*** TEXT PASSAGE ***

This is our output. Look how the package separate our words automatically and also classified them as nouns, verbs, names, etc. It’s amazing!! Of course, the classification is not 100% accurate, but it gives us a good idea for know different things about our texts.

sp_parse_doc
sp_parse_var <- full_join(sp_parse_doc, df_himym_final_doc, by = c("doc_id"))

#In this case, we will just look the proper names and adjectives.

sp_parse_var_PROPN <- sp_parse_var %>% filter(pos=="PROPN" & stringr::str_starts(entity, "PERSON_B"))

sp_parse_var_ADJ <- sp_parse_var %>% filter(pos=="ADJ")

⛄ Get wordcloud using an spaCyr output

We will get a wordcloud using the spacYr output. We will divide the output into adjectives and other features. Please, check the package, you will not regret it.

#Remember our second step: tokenize our corpus. 

toks_himym_ADJ <- tokens(corp_himym, #corpus from all the episodes from all season
                         remove_punct = TRUE, #Remove punctuation of our texts
                         remove_separators = TRUE,  #Remove separators of our texts
                         remove_numbers = TRUE, #Remove numbers of our texts
                         remove_symbols = TRUE) %>%  #Remove symbols of our texts
  tokens_keep(c(unique(sp_parse_var_ADJ$lemma))) %>% #We want to keep all the adjective
  tokens_remove(c(stopwords("english"), "oh", "yeah", "okay", "like", 
                  "get", "got", "can", "one", "hey", "go",
                  "Ted", "Marshall", "Lily", "Robin", "Barney", "just", 
                  "know", "well", "right", "even", "see", 
                  "sure", "back", "first", "said", "maybe", "wedding", 
                  "whole", "wait")) #But we remove stopwords and other words that the package didn't classify it correctly.

***

# [GIVEN TASK 1]
Translate this sentence from the spaCyr wordcloud text into Spanish: "We will divide the output into adjectives and other features."

*** RECORDS TO PROCESS ***

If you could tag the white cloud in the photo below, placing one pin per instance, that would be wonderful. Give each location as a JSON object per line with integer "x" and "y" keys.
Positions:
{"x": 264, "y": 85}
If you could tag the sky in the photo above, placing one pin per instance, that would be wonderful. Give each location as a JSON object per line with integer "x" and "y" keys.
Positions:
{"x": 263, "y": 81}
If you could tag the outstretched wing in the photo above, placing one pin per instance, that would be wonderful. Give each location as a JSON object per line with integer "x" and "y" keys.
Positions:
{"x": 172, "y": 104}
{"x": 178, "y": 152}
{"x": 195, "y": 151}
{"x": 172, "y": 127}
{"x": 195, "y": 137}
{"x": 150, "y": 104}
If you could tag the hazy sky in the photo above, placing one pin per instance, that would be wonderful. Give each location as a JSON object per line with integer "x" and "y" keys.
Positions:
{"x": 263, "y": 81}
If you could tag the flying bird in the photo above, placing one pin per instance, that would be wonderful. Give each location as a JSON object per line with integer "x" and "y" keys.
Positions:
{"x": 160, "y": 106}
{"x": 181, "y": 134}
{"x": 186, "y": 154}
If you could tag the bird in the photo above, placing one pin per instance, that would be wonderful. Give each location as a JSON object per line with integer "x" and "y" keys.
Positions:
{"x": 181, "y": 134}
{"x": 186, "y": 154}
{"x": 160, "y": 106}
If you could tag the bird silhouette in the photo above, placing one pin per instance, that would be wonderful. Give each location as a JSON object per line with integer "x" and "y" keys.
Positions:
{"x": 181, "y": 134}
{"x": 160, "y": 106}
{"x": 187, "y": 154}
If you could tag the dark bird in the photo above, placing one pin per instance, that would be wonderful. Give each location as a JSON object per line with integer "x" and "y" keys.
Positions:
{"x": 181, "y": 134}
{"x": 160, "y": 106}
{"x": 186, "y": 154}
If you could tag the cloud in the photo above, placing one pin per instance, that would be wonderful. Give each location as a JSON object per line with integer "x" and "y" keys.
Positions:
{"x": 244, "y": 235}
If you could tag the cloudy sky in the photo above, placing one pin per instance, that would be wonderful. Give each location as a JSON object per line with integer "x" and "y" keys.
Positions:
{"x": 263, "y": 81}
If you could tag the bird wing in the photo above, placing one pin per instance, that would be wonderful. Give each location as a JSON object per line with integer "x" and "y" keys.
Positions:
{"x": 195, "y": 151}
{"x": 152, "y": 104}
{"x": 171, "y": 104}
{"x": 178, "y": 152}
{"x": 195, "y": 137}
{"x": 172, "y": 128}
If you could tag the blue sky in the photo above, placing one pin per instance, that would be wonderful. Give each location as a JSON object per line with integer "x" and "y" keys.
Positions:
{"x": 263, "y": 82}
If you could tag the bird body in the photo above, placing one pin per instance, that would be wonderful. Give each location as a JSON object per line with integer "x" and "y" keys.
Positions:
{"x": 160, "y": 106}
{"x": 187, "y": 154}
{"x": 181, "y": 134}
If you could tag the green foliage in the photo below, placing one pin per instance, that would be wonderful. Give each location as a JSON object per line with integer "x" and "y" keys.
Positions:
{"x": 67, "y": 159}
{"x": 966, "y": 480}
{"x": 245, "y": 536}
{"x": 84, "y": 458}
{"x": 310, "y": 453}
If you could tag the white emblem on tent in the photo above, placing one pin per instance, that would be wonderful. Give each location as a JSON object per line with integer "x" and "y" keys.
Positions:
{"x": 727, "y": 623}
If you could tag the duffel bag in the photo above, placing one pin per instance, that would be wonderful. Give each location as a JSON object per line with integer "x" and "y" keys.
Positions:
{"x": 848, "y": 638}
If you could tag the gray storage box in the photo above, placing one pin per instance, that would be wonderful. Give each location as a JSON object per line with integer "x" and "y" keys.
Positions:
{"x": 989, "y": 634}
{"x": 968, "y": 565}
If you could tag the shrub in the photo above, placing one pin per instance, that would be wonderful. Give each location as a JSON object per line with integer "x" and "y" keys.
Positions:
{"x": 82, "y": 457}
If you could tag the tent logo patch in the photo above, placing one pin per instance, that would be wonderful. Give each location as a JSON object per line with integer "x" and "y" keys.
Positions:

***

# [GIVEN TASK 2]
In the saved entries, take the lines from the one containing "If you could tag the shrub" through the last line of the entries, and change each "Positions" in them to "Coordinates". Give back only those lines, with nothing else altered.

# [EXERCISE SOLUTION 1]
Dividiremos la salida en adjetivos y otras características.

# [EXERCISE SOLUTION 2]
If you could tag the shrub in the photo above, placing one pin per instance, that would be wonderful. Give each location as a JSON object per line with integer "x" and "y" keys.
Coordinates:
{"x": 82, "y": 457}
If you could tag the tent logo patch in the photo above, placing one pin per instance, that would be wonderful. Give each location as a JSON object per line with integer "x" and "y" keys.
Coordinates:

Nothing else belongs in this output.